== Supplied records ==
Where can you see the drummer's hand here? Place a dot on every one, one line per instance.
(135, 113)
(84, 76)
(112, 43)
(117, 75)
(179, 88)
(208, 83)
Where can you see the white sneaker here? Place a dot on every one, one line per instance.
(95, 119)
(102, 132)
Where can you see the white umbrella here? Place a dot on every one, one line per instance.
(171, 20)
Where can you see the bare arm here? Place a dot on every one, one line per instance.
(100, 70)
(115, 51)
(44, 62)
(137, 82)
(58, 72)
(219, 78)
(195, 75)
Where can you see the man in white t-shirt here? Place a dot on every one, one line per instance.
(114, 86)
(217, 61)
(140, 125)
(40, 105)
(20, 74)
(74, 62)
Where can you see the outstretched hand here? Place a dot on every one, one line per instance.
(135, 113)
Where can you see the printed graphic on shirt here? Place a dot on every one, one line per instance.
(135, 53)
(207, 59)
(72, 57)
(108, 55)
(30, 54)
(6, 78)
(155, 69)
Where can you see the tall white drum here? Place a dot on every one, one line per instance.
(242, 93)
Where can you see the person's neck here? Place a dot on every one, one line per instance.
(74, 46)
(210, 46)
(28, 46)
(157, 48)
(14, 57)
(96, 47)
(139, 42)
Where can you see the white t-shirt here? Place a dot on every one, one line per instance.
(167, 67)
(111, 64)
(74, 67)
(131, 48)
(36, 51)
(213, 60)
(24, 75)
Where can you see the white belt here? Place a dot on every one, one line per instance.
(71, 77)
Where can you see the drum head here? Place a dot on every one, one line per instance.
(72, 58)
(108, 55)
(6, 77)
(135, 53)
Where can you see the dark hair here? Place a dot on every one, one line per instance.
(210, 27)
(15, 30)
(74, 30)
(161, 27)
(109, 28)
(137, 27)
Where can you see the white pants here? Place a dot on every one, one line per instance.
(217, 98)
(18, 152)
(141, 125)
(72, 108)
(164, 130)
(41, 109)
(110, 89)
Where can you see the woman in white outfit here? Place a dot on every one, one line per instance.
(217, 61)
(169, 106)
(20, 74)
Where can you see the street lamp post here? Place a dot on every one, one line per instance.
===
■ **Task brief**:
Without altering a single character, write out every record above.

■ **Solution for this task**:
Where can you see the drummer's hand here? Place a dot on every one, one line per instance.
(135, 113)
(84, 76)
(112, 43)
(117, 75)
(179, 88)
(208, 83)
Where can you see the white sneaker here? Place a dot on every one, one line per instance.
(95, 119)
(102, 132)
Where can you see the white umbrella here? Place a dot on every one, one line per instance.
(171, 20)
Where can you see the bare arm here? Place a dot on every one, one line per instance.
(100, 70)
(115, 51)
(44, 62)
(137, 82)
(58, 72)
(219, 78)
(195, 75)
Where can you see the man in white t-shirt here? Place a dot on every one, one line per instance.
(114, 86)
(217, 61)
(140, 125)
(40, 105)
(20, 74)
(74, 62)
Where can you see the outstretched hand here? Place a dot on every one, one line per instance.
(135, 113)
Where can you see the printed graphic on shirt here? Place a dot on every one, one line per instance.
(135, 53)
(207, 59)
(72, 57)
(108, 55)
(30, 54)
(6, 78)
(155, 69)
Where can you see the tall white drum here? Place a dot on every one, one line per instance.
(242, 93)
Where can you see the person's neck here? Place a dot on every one, one line per instance.
(74, 46)
(210, 46)
(28, 46)
(157, 48)
(14, 57)
(96, 47)
(139, 42)
Where can you see the white t-shirt here? Place a dot on every one, one line per instance.
(167, 67)
(111, 64)
(74, 67)
(131, 48)
(36, 51)
(213, 60)
(24, 75)
Where can you see the white belt here? Place a dot on every one, one line per instance.
(71, 77)
Where can you see the drum head here? Place a dot on every one, one line per instance.
(72, 58)
(108, 55)
(6, 77)
(135, 53)
Where can you see the dark hair here? Place a dot on every one, one line per instance.
(210, 27)
(15, 30)
(74, 30)
(161, 27)
(109, 28)
(137, 27)
Where can you see the white pants here? Place a dot on every one, one line per instance.
(217, 98)
(18, 152)
(141, 125)
(72, 108)
(164, 130)
(41, 109)
(110, 89)
Where can you see the woman in white outfit here? Place a dot on every one, one line per instance.
(217, 61)
(169, 106)
(20, 74)
Where can you see the street lamp post here? Place a dot on every one, one line per instance.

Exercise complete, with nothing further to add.